> [TEKSTFRAGMENT]:
+ + + +
Bij de bovengenoemde voertuigen kan een verkeerd uitgevoerde serviceprogrammering of verkeerde codering tot gevolg hebben dat de aircocompressor niet meer wordt aangestuurd.
Het signaal van de aan-uitschakelaar van het aircosysteem wordt doorgestuurd naar het boordnetregelapparaat.
Dit communiceert via de CAN-bus met het motorregelapparaat. Het relais van de compressorkoppeling wordt aangestuurd via het motorregelapparaat. Met een diagnoseapparaat kan niet alleen het storingsgeheugen worden uitgelezen, maar ook kan door middel van een actuatortest de functie van de magneetkoppeling worden gecontroleerd. Daarnaast kan het diagnoseapparaat 'herkennen' in hoeverre het in- en uitschakelsignaal van de schakelaar bij het regelapparaat aankomt.
Als de zekeringen en de bekabeling in orde zijn, de aansturing van de magneetkoppeling en de schakelaar zijn gecontroleerd en er geen systeemrelevante storingscodes in het regelapparaat zijn opgeslagen, kan het probleem mogelijk worden opgelost door het regelapparaat opnieuw te coderen/de serviceprogrammering opnieuw uit te voeren.
Dit dient te gebeuren door een geautoriseerde dealer.
+ + + +
> [VERSTREKTE GEGEVENS]:

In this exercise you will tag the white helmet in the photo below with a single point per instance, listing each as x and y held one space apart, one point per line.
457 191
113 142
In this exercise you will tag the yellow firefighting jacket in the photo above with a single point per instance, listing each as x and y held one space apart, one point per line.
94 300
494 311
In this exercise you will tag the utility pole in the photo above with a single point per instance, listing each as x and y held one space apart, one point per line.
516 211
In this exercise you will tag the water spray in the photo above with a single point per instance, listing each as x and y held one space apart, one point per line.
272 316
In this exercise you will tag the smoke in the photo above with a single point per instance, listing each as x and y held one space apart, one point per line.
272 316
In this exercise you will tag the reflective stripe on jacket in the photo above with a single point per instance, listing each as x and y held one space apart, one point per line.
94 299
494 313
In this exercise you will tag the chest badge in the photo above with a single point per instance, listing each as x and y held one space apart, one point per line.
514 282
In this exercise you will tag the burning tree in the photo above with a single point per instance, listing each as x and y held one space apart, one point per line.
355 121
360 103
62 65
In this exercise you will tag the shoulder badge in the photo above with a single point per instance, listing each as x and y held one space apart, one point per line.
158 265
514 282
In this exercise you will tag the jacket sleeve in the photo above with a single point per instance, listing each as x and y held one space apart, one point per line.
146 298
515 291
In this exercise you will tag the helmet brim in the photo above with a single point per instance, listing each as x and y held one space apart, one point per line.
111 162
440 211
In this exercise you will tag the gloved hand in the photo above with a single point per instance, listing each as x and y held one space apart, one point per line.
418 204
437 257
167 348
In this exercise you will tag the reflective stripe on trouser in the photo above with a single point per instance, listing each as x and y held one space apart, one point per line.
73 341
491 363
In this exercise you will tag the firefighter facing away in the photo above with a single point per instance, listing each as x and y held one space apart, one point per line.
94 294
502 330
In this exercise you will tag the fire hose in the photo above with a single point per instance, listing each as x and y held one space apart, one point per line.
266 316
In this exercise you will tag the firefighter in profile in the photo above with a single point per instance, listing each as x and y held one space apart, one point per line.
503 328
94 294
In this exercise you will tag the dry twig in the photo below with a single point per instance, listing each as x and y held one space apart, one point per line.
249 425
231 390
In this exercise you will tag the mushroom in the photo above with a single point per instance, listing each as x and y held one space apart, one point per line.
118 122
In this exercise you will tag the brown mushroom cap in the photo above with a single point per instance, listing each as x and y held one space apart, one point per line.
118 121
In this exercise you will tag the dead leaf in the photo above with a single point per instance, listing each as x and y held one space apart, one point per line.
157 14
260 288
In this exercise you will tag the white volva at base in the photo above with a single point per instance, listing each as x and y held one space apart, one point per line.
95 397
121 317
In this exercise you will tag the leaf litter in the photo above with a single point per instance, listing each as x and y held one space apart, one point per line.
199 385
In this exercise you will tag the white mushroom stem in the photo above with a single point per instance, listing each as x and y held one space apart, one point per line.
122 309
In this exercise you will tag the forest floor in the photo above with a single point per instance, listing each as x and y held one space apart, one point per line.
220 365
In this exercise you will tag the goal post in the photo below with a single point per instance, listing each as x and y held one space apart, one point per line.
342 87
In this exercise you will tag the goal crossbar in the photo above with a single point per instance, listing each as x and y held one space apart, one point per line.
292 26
+ + + +
Vertaal de volgende zin uit het tekstfragment over de aircocompressor in het Engels: "Het signaal van de aan-uitschakelaar van het aircosysteem wordt doorgestuurd naar het boordnetregelapparaat."

> [UITGEVOERDE OPDRACHT]: The signal from the on/off switch of the air conditioning system is forwarded to the onboard supply control unit.